Set task — Change "tree trunk" to "tree stump" in the lines from the line with "Where can you see the small" to the line with "<point>247,83</point>", and write out only those lines with everything else unchanged.

[Begin Data for this task]

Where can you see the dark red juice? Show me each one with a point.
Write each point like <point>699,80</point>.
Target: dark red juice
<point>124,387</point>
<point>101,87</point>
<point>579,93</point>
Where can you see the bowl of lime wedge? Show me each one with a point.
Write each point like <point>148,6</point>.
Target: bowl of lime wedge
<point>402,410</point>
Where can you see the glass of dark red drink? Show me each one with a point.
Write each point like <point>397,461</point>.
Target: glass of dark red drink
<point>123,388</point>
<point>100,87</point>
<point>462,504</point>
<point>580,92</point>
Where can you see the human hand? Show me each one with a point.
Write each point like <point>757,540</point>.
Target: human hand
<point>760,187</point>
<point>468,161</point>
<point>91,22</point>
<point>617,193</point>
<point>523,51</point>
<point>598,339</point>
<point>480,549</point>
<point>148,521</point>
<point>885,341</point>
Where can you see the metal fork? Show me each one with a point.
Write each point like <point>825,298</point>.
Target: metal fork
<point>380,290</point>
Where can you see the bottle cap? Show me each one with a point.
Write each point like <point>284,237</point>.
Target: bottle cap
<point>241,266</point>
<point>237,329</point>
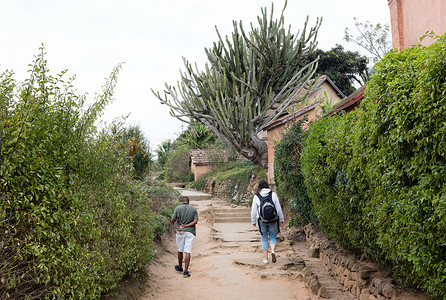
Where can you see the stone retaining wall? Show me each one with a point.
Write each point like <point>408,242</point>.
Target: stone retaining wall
<point>363,280</point>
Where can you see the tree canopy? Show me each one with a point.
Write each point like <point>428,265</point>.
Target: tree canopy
<point>343,67</point>
<point>247,75</point>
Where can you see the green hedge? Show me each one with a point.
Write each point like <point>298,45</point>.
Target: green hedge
<point>288,176</point>
<point>377,177</point>
<point>73,222</point>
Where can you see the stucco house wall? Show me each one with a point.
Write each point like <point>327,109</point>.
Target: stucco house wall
<point>311,107</point>
<point>275,134</point>
<point>410,19</point>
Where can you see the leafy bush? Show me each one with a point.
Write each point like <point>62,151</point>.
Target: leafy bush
<point>177,166</point>
<point>236,177</point>
<point>402,144</point>
<point>377,177</point>
<point>288,175</point>
<point>72,220</point>
<point>326,154</point>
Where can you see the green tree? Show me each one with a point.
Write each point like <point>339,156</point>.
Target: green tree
<point>375,39</point>
<point>345,68</point>
<point>197,136</point>
<point>163,151</point>
<point>288,175</point>
<point>244,78</point>
<point>139,150</point>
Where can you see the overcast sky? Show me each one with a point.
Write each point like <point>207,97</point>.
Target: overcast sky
<point>91,37</point>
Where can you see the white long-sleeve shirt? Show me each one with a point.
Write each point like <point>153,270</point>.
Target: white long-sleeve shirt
<point>255,208</point>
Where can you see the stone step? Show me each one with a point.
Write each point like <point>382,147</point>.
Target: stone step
<point>232,220</point>
<point>200,197</point>
<point>232,214</point>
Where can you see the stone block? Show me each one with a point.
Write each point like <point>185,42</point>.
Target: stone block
<point>322,292</point>
<point>364,297</point>
<point>389,290</point>
<point>313,284</point>
<point>313,252</point>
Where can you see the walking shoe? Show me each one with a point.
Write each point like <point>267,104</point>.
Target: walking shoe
<point>178,269</point>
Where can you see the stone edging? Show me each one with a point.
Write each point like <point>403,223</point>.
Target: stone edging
<point>364,282</point>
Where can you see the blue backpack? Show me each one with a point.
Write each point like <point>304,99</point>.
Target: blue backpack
<point>267,212</point>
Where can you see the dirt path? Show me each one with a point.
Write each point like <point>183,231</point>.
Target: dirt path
<point>225,264</point>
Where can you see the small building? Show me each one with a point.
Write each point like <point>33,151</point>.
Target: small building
<point>200,162</point>
<point>349,103</point>
<point>312,107</point>
<point>411,19</point>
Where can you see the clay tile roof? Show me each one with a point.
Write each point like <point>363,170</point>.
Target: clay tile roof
<point>352,99</point>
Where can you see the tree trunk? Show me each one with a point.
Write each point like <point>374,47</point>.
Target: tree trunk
<point>257,152</point>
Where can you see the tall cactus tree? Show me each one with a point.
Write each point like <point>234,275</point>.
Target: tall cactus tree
<point>247,83</point>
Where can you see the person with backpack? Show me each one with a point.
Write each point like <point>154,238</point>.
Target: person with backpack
<point>266,212</point>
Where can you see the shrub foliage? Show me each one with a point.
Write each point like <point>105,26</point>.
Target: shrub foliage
<point>377,177</point>
<point>288,175</point>
<point>73,222</point>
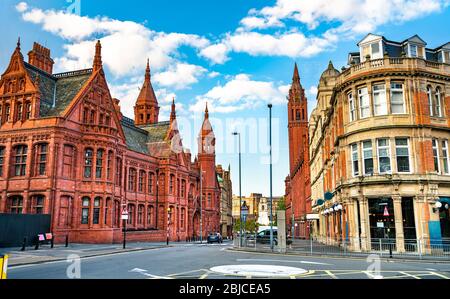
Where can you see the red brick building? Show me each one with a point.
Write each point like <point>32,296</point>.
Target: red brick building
<point>66,150</point>
<point>298,184</point>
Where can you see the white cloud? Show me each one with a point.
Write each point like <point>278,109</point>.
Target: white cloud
<point>216,53</point>
<point>180,76</point>
<point>21,7</point>
<point>81,32</point>
<point>239,93</point>
<point>213,74</point>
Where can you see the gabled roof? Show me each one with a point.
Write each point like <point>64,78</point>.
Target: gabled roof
<point>58,90</point>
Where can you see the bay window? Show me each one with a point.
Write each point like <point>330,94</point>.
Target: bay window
<point>384,156</point>
<point>364,102</point>
<point>352,108</point>
<point>402,153</point>
<point>367,157</point>
<point>397,98</point>
<point>379,99</point>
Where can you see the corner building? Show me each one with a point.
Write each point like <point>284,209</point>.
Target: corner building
<point>379,147</point>
<point>66,150</point>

[End Data for this task]

Written response —
Where can you see the small building? Show me each one with a point.
Write each point like <point>33,151</point>.
Target: small building
<point>200,162</point>
<point>349,103</point>
<point>312,107</point>
<point>411,19</point>
Where can you see the clay tile roof? Show me each one with a point.
Write each point like <point>363,170</point>.
Target: clay tile roof
<point>352,99</point>
Where can you see the tree stump? Show me each one with a point.
Write each point like <point>374,47</point>.
Target: tree stump
<point>257,152</point>
Where can you see the tall cactus tree? Show me each one with a point.
Write each point like <point>234,275</point>.
Target: tall cactus tree
<point>247,83</point>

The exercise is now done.